# [EXTRACTED DATA]
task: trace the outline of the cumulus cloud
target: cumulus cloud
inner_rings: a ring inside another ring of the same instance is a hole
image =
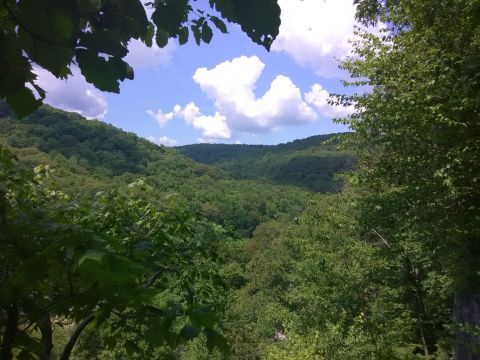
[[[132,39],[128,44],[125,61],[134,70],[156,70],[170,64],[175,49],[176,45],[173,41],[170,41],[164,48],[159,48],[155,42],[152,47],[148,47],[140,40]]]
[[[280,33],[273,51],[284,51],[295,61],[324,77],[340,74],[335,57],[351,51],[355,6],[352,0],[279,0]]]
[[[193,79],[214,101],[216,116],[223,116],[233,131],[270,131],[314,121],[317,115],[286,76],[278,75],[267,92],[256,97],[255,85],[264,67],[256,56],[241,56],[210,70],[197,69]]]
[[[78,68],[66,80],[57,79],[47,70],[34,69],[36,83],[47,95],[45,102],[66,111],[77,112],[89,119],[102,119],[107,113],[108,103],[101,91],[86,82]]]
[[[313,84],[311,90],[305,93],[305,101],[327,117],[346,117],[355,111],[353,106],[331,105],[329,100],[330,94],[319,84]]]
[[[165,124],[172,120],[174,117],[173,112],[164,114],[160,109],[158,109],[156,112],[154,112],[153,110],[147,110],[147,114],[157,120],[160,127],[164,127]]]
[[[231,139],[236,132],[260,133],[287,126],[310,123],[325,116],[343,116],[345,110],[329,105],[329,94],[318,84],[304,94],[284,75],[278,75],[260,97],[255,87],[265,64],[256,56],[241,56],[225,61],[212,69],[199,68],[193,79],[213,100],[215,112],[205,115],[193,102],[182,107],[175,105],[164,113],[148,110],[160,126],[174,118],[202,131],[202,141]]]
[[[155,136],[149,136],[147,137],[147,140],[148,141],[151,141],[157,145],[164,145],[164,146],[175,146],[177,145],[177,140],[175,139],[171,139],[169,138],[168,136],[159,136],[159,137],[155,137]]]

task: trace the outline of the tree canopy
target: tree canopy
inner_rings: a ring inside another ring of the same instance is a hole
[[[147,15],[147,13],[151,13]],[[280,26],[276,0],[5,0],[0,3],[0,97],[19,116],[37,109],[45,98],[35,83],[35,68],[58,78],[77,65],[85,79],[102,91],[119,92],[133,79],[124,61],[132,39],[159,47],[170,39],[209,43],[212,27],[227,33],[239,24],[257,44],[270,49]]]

# [WORK INSTRUCTIONS]
Replace "outline" with "boundary" throughout the entries above and write them out again with nothing else changed. Leave out the pictures.

# [WRITTEN SOLUTION]
task: trace the boundary of the cumulus cloud
target: cumulus cloud
inner_rings: a ring inside another ring of the same instance is a hole
image =
[[[132,39],[128,44],[125,61],[134,70],[156,70],[170,64],[175,49],[176,45],[173,41],[170,41],[164,48],[159,48],[155,42],[152,47],[148,47],[140,40]]]
[[[280,33],[273,51],[284,51],[295,61],[324,77],[340,74],[335,57],[351,51],[355,6],[352,0],[279,0]]]
[[[193,79],[214,101],[216,116],[223,116],[233,131],[270,131],[314,121],[317,115],[286,76],[278,75],[267,92],[256,97],[255,85],[264,67],[256,56],[241,56],[210,70],[197,69]]]
[[[78,68],[66,80],[57,79],[47,70],[34,69],[36,83],[47,95],[45,102],[66,111],[77,112],[89,119],[102,119],[107,113],[108,103],[101,91],[86,82]]]
[[[313,84],[311,90],[305,93],[305,101],[327,117],[346,117],[355,111],[353,106],[331,105],[329,100],[330,94],[319,84]]]
[[[165,124],[172,120],[174,117],[173,112],[164,114],[160,109],[158,109],[156,112],[154,112],[153,110],[147,110],[147,114],[157,120],[160,127],[164,127]]]
[[[231,139],[236,132],[260,133],[287,126],[310,123],[325,116],[343,116],[345,110],[329,105],[329,94],[318,84],[304,94],[284,75],[278,75],[260,97],[255,87],[265,64],[256,56],[241,56],[225,61],[212,69],[199,68],[193,79],[213,100],[215,112],[205,115],[193,102],[182,107],[175,105],[164,113],[148,110],[160,126],[174,118],[202,131],[202,141]]]
[[[155,136],[149,136],[147,137],[147,140],[148,141],[151,141],[157,145],[164,145],[164,146],[175,146],[177,145],[177,140],[175,139],[171,139],[169,138],[168,136],[159,136],[159,137],[155,137]]]

task: trace the boundary of the tree canopy
target: tree canopy
inner_rings: a ring inside another ring of the same instance is a hole
[[[147,15],[147,13],[151,13]],[[280,26],[276,0],[5,0],[0,3],[0,97],[19,116],[37,109],[45,98],[35,83],[35,68],[58,78],[77,65],[85,79],[102,91],[119,92],[133,79],[124,61],[132,39],[159,47],[170,39],[209,43],[212,27],[227,33],[239,24],[257,44],[270,49]]]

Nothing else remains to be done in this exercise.